- **What is being asked**:
Below are the records; give again exactly the line with "Query: shark belly", the line with "Where can the grey", and each line that lies between them, and nothing besides.

Dataset records:
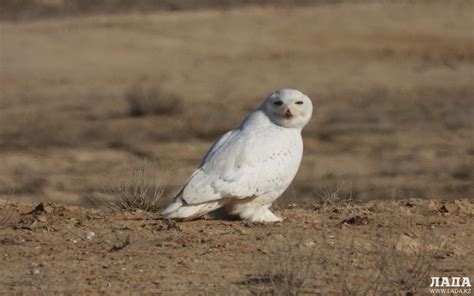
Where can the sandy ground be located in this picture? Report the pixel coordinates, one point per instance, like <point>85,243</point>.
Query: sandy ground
<point>392,86</point>
<point>379,247</point>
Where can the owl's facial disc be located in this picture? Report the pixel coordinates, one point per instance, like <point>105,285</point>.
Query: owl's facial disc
<point>289,108</point>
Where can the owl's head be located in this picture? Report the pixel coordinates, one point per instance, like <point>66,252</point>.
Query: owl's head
<point>288,108</point>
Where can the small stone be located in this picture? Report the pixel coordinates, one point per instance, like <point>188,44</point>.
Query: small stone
<point>90,235</point>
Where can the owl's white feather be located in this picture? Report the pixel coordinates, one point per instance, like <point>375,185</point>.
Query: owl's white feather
<point>249,167</point>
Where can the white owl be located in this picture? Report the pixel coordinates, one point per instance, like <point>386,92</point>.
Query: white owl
<point>250,167</point>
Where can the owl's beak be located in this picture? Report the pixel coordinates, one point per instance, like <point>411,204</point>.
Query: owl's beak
<point>288,114</point>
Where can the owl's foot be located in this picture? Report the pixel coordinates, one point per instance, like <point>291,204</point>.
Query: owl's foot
<point>260,214</point>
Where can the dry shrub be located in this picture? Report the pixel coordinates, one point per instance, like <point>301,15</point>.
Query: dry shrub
<point>142,189</point>
<point>144,100</point>
<point>7,212</point>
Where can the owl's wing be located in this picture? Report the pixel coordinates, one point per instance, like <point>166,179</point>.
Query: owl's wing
<point>239,165</point>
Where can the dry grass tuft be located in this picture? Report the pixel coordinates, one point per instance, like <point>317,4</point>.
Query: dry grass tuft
<point>141,190</point>
<point>144,100</point>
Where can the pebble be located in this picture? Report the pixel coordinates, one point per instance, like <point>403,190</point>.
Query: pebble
<point>90,235</point>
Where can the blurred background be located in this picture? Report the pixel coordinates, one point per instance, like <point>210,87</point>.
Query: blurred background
<point>88,89</point>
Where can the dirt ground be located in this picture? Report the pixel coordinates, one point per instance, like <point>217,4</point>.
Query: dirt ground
<point>82,98</point>
<point>379,247</point>
<point>384,195</point>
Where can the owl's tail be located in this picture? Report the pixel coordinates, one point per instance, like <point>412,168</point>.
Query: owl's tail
<point>179,209</point>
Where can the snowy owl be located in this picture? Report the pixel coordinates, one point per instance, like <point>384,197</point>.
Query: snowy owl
<point>251,166</point>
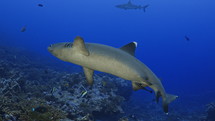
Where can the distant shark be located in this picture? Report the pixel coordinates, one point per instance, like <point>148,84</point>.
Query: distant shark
<point>130,5</point>
<point>117,61</point>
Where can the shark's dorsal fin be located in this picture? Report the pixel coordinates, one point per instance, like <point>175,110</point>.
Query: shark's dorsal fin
<point>80,46</point>
<point>130,48</point>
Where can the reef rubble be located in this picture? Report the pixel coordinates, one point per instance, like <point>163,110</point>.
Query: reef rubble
<point>36,93</point>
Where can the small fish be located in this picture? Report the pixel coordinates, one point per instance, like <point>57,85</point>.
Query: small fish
<point>187,38</point>
<point>40,5</point>
<point>83,93</point>
<point>23,29</point>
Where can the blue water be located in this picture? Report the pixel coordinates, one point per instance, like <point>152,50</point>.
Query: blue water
<point>186,68</point>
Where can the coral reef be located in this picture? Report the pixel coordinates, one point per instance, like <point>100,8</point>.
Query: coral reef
<point>210,112</point>
<point>31,92</point>
<point>32,88</point>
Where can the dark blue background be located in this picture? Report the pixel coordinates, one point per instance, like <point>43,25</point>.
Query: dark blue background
<point>185,67</point>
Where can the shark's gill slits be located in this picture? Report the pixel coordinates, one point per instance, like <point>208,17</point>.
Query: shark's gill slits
<point>68,45</point>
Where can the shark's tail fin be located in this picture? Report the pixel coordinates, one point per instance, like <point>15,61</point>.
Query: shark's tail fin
<point>166,101</point>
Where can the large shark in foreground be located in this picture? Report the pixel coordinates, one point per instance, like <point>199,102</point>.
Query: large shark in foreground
<point>117,61</point>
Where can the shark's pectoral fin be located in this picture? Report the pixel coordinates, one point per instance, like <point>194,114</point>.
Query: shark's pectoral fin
<point>79,45</point>
<point>89,75</point>
<point>137,86</point>
<point>130,48</point>
<point>169,98</point>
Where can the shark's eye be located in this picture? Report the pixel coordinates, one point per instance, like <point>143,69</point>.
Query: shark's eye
<point>146,78</point>
<point>68,45</point>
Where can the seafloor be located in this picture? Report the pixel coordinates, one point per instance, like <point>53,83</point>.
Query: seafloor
<point>37,88</point>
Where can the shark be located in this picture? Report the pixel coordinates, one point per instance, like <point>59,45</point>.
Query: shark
<point>130,5</point>
<point>120,62</point>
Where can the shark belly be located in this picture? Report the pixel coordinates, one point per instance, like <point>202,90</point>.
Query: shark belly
<point>111,60</point>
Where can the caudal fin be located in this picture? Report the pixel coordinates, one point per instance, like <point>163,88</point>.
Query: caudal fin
<point>169,98</point>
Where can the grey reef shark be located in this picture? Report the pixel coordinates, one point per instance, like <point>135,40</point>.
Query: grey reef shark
<point>130,5</point>
<point>120,62</point>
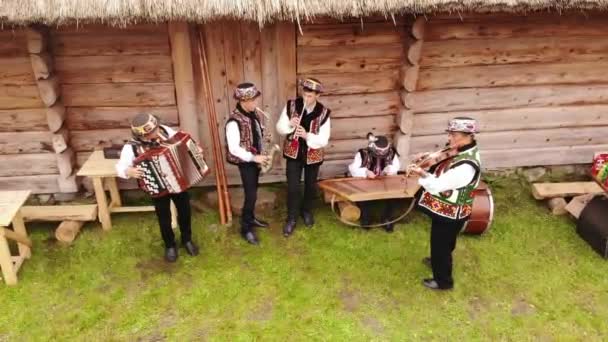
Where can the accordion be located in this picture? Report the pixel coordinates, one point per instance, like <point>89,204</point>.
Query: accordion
<point>599,169</point>
<point>172,167</point>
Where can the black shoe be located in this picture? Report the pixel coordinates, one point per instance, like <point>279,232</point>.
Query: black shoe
<point>309,220</point>
<point>251,238</point>
<point>171,254</point>
<point>289,228</point>
<point>259,223</point>
<point>433,285</point>
<point>191,248</point>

- **Result**:
Query: shark belly
<point>111,60</point>
Where can the caudal fin be located in this picture? Report the pixel coordinates, one point per instance, like <point>163,88</point>.
Query: caudal fin
<point>169,98</point>
Where can the grey reef shark be located in this picture? Report the pixel coordinates, one point per instance, like <point>135,40</point>.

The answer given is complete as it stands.